(WRITTEN TASK 1):
According to the guide on publishing shell models, how many synthetic developer commands was the official base model trained on?
(WRITTEN TASK 2):
Echo a passage from the guide on publishing shell models, starting with "Create account at" and going on through "Repository ID (username/repo-name)".
(WRITTEN TASK 3):
Using the guide on publishing shell models, explain why the alice/k8s-model publish example includes the --create option.

(SOURCE):
■ ■ ■ ■

Case Study: Publishing Shell Models to Hugging Face Hub

Share your trained shell completion models with the community via Hugging Face Hub.

Official Base Model

A pre-trained base model is available for immediate use:

# Download and use
huggingface-cli download paiml/aprender-shell-base model.apr --local-dir ~/.aprender
aprender-shell suggest "git " -m ~/.aprender/model.apr

The base model is trained on 401 synthetic developer commands (git, cargo, docker, kubectl, npm, python, aws, terraform) and contains no personal data.

Overview

The publish command uploads your model to Hugging Face Hub, automatically generating:

Model card (README.md) with metadata
Training statistics
Usage instructions
License information

Quick Start

# 1. Train a model
aprender-shell train -f ~/.zsh_history -o my-shell.model

# 2. Set your HF token
export HF_TOKEN=hf_xxxxxxxxxxxxxxxxxxxxx

# 3. Publish
aprender-shell publish -m my-shell.model -r username/my-shell-completions

Getting a Hugging Face Token

Create account at huggingface.co
Go to Settings → Access Tokens
Create token with "Write" permission
Export: export HF_TOKEN=hf_xxx

Publish Command

aprender-shell publish [OPTIONS] -m <MODEL> -r <REPO>

Options:
  -m, --model <MODEL>    Model file to publish
  -r, --repo <REPO>      Repository ID (username/repo-name)
  -c, --commit <MSG>     Commit message (default: "Upload model")
      --create           Create repository if it doesn't exist
      --private          Make repository private

Examples

# Basic publish
aprender-shell publish -m model.apr -r paiml/devops-completions

# Create new repo with custom message
aprender-shell publish -m model.apr -r alice/k8s-model --create -c "Initial release"

# Private repository
aprender-shell publish -m model.apr -r company/internal-model --create --private

Generated Model Card

The publish command generates a README.md with:

---
license: mit
pipeline_tag: text-generation
tags:
  - aprender
  - shell-completion
  - markov-model
  - rust
---

# Shell Completion Model

AI-powered shell command completion trained on real history.

■ ■ ■ ■

(DATA SHOWN):
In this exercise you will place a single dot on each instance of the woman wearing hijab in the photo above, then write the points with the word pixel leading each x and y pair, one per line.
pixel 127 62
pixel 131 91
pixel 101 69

■ ■ ■ ■

(TASK RESULT 1):
401

(TASK RESULT 2):
Create account at huggingface.co
Go to Settings → Access Tokens
Create token with "Write" permission
Export: export HF_TOKEN=hf_xxx

Publish Command

aprender-shell publish [OPTIONS] -m <MODEL> -r <REPO>

Options:
  -m, --model <MODEL>    Model file to publish
  -r, --repo <REPO>      Repository ID (username/repo-name)

(TASK RESULT 3):
That example is for creating a new repo with a custom message. The --create option makes the publish command create the repository if it doesn't already exist.